▶ **WHAT THE TASK REQUIRES**
The data below should be restated word for word, with every picture omitted.

▶ **RECORDS PROVIDED**
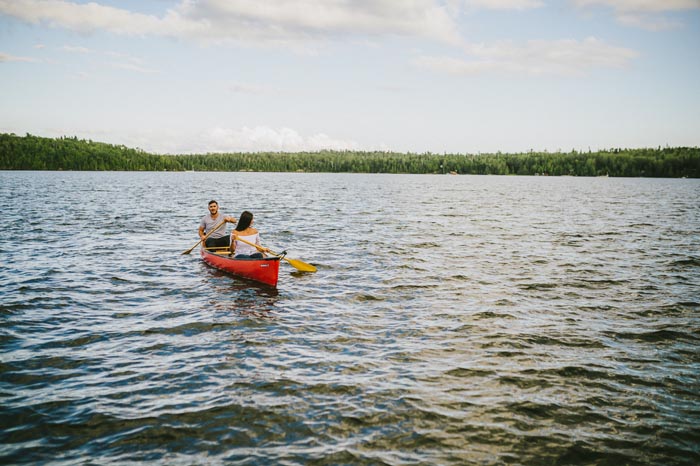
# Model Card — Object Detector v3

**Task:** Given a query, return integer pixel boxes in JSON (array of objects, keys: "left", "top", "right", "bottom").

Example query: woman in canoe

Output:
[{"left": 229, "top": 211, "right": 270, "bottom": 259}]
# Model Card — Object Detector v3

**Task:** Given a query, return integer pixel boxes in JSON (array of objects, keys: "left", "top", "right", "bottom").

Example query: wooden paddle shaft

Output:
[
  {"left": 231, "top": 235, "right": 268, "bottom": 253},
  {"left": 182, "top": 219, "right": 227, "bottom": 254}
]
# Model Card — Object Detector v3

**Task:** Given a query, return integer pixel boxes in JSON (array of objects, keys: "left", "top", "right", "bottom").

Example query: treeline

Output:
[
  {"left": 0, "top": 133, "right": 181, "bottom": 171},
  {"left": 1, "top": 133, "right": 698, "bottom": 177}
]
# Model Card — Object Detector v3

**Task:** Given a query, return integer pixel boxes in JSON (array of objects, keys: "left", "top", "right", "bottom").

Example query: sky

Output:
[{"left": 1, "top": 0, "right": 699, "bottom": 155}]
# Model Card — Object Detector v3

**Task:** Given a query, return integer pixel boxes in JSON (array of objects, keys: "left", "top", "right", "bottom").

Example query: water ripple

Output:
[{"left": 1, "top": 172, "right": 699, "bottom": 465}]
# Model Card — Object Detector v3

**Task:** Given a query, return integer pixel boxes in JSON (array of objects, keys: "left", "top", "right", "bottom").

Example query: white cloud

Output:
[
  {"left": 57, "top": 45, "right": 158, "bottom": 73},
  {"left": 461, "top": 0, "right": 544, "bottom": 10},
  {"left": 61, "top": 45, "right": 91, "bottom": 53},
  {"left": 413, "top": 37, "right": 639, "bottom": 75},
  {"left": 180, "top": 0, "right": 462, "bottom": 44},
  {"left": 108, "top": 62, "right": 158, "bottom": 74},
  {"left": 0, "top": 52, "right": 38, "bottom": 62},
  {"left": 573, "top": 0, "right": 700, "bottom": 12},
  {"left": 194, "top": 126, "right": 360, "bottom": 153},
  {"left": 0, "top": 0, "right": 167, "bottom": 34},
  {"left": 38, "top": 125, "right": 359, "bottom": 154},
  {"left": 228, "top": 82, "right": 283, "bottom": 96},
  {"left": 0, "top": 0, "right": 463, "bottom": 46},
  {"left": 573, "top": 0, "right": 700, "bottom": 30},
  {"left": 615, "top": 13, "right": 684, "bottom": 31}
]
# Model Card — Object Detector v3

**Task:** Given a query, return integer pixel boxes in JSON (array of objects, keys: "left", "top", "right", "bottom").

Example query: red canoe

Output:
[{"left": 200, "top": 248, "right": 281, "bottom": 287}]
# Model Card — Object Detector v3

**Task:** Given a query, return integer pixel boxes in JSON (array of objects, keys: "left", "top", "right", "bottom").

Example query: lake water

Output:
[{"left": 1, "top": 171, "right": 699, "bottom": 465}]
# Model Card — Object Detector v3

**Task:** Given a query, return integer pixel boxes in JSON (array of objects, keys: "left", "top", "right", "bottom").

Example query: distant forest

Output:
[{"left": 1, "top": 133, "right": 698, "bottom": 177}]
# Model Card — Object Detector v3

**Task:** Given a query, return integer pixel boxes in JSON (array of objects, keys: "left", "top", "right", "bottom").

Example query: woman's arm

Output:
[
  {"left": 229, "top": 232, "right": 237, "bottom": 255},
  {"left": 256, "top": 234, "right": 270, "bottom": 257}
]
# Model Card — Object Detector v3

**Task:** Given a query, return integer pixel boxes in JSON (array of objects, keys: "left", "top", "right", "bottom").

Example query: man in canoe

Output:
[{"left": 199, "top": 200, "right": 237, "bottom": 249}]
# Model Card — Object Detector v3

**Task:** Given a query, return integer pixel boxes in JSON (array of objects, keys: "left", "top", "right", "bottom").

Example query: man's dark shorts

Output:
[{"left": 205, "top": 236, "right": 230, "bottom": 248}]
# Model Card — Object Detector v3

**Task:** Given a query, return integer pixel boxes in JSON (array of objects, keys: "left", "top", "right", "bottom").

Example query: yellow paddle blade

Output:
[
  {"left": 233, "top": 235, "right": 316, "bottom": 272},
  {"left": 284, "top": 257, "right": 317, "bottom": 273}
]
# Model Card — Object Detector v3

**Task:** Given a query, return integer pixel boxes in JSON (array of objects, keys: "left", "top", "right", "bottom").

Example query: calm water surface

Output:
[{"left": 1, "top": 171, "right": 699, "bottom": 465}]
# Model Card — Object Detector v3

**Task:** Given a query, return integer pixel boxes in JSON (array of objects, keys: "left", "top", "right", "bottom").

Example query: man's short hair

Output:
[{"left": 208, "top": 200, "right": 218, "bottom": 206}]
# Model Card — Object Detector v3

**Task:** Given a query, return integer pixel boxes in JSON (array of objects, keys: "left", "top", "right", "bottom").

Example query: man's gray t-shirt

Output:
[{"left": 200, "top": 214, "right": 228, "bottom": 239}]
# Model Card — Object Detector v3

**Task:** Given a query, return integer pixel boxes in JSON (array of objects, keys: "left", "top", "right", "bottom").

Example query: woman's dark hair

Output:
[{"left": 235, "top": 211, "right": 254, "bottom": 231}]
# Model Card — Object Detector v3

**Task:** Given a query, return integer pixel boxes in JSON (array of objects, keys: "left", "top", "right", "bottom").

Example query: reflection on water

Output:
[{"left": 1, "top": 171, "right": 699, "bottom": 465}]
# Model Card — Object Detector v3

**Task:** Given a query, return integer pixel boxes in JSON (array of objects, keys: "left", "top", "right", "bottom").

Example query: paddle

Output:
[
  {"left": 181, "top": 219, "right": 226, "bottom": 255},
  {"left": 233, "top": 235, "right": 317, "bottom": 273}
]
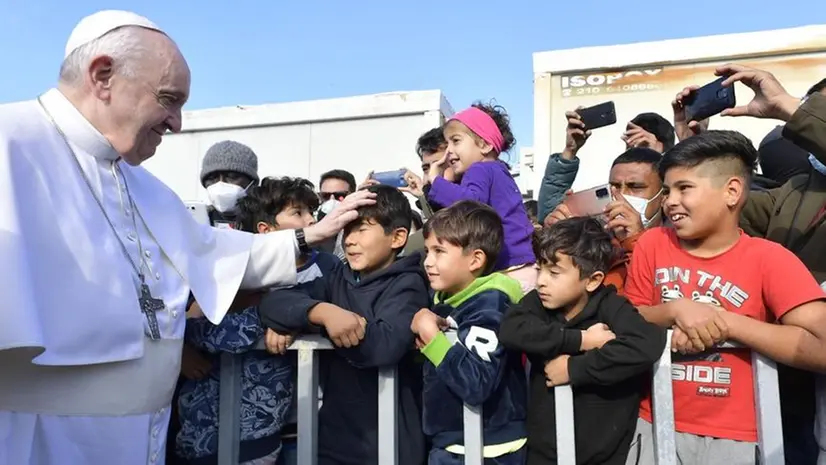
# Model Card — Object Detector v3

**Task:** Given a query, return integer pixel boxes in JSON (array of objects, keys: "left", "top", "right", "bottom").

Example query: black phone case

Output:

▶ **SOLUTION FOR THIS TASK**
# Model Card — Object Detector v3

**Task:** Given a query, return integer pixel boxes in JSON (array of objects, keys: "left", "top", "right", "bottom").

Example query: woman in canoe

Output:
[{"left": 229, "top": 211, "right": 270, "bottom": 259}]
# Model Card — Object Detector v3

**Task:** Given a query, return integer pixel boxes in JSON (array of objects, keys: "left", "top", "right", "bottom").

Example query: wooden paddle shaft

Output:
[
  {"left": 231, "top": 235, "right": 268, "bottom": 253},
  {"left": 182, "top": 219, "right": 227, "bottom": 254}
]
# Model Card — Object Detector v3

**Task:** Given a query, return integer pixel boxes in JSON (array of objects, keys: "left", "top", "right", "bottom").

Example query: treeline

Output:
[
  {"left": 0, "top": 133, "right": 181, "bottom": 171},
  {"left": 1, "top": 133, "right": 698, "bottom": 177}
]
# Model Card — Object Detector v3

**Task:** Given a query, return integer pixel boxes in JSON (array of objects, keys: "left", "top", "right", "bottom").

Example query: sky

Output:
[{"left": 1, "top": 0, "right": 699, "bottom": 155}]
# Model Card — Object Detector v3

**Task:** Given a query, return integer pixel boxes in JSON (array of objects, keys: "left", "top", "right", "bottom").

Example query: water ripple

Output:
[{"left": 1, "top": 172, "right": 699, "bottom": 465}]
# Model Card — Object Detector v3

**Task:** Given a query, return integer pixel boxes in JSON (array of objects, keys: "left", "top", "right", "bottom").

Example query: white cloud

Output:
[
  {"left": 57, "top": 45, "right": 158, "bottom": 73},
  {"left": 461, "top": 0, "right": 544, "bottom": 10},
  {"left": 61, "top": 45, "right": 91, "bottom": 53},
  {"left": 413, "top": 37, "right": 639, "bottom": 75},
  {"left": 180, "top": 0, "right": 462, "bottom": 44},
  {"left": 108, "top": 62, "right": 158, "bottom": 74},
  {"left": 0, "top": 52, "right": 38, "bottom": 62},
  {"left": 573, "top": 0, "right": 700, "bottom": 12},
  {"left": 194, "top": 126, "right": 360, "bottom": 153},
  {"left": 0, "top": 0, "right": 167, "bottom": 34},
  {"left": 38, "top": 125, "right": 359, "bottom": 154},
  {"left": 228, "top": 82, "right": 283, "bottom": 96},
  {"left": 0, "top": 0, "right": 463, "bottom": 46},
  {"left": 573, "top": 0, "right": 700, "bottom": 30},
  {"left": 615, "top": 13, "right": 684, "bottom": 31}
]
# Model Card — Object Detector v3

**Task:** Given a query, return integer pixel boxes in JSON (array of objects, keys: "left", "top", "right", "bottom").

Example query: red canoe

Output:
[{"left": 200, "top": 248, "right": 281, "bottom": 287}]
# Model Card — Object Detector v3

**Task:** Given a query, return integer pixel boxes in JSON (array of objects, keys: "left", "top", "right", "bottom").

Example query: lake water

Output:
[{"left": 1, "top": 171, "right": 699, "bottom": 465}]
# Model Card — Object Detector v3

**Task:** Given a query, return integer pixel boxes in JSON (array of objects, keys: "left", "top", "right", "bottom").

Example query: distant forest

Output:
[{"left": 1, "top": 133, "right": 698, "bottom": 177}]
# Model Card — Object Detector v3

**Task:** Given a query, return integer pixel boxes in JSON (array of objects, keys: "left", "top", "right", "bottom").

Example query: woman's arm

Output:
[
  {"left": 229, "top": 232, "right": 237, "bottom": 255},
  {"left": 256, "top": 234, "right": 270, "bottom": 257}
]
# Model Card — Object Detector v3

**Task:** Given a query, return integer pixel boxes in JSON (array of objects, keys: "left", "top", "right", "bottom").

Example query: man in canoe

Output:
[{"left": 199, "top": 200, "right": 237, "bottom": 249}]
# Model Card — Object Detector v3

**Task:** Given a query, return integer pixel boxes in JSON (array of objects, keys: "left", "top", "right", "bottom").

Example query: man's dark shorts

Output:
[{"left": 205, "top": 236, "right": 230, "bottom": 248}]
# Model Card — Object Detector v3

**Task:** Given a query, return integer pixel boxes in JSON (array of objects, keys: "left", "top", "right", "bottom").

Example query: yellow paddle blade

Output:
[
  {"left": 233, "top": 235, "right": 316, "bottom": 272},
  {"left": 284, "top": 257, "right": 317, "bottom": 273}
]
# Model Card — Object Detector v3

**Task:** Given a query, return integer pixel boxes in JSON (array of objects, keys: "left", "top", "right", "bottom").

Example query: calm water surface

Output:
[{"left": 1, "top": 171, "right": 699, "bottom": 465}]
# Model Card — Object Detector v3

**Task:** Given a query, return integer pixel boxes in JSON (array of objects, keys: "left", "top", "right", "bottom").

Example query: man's short hair

Output:
[{"left": 208, "top": 200, "right": 218, "bottom": 206}]
# Model Card — Object Detector v3

**Task:** Given a query, return integer pixel boxes in JSON (array of objects, keys: "left", "top", "right", "bottom").

Example query: man's gray t-shirt

Output:
[{"left": 200, "top": 214, "right": 228, "bottom": 239}]
# Model Card — Object Detector v3

**Task:** Given a query, return integer pixel boxes in JSON (array of objects, keys: "left", "top", "right", "bottom").

Example query: woman's dark hair

Output:
[{"left": 235, "top": 211, "right": 254, "bottom": 231}]
# Model Card — Object Detector v3

**Task:** Given a query, return integer pixel boxes in JSON (array of objects, keys: "left", "top", "right", "bottom").

Example query: reflection on water

Output:
[{"left": 1, "top": 171, "right": 699, "bottom": 465}]
# Model Card — Object Detector v3

**Task:** Given a query, return integer pixel boxes in JSON (array of objects, keys: "left", "top", "right", "bottom").

Example query: paddle

Output:
[
  {"left": 181, "top": 219, "right": 226, "bottom": 255},
  {"left": 233, "top": 235, "right": 317, "bottom": 273}
]
# Model Card — Object Detector v3

**Task:** Given a query, return integer pixel boxes in JSON (array of objects, keys: "left", "top", "right", "bottom").

Example query: black phone case

Output:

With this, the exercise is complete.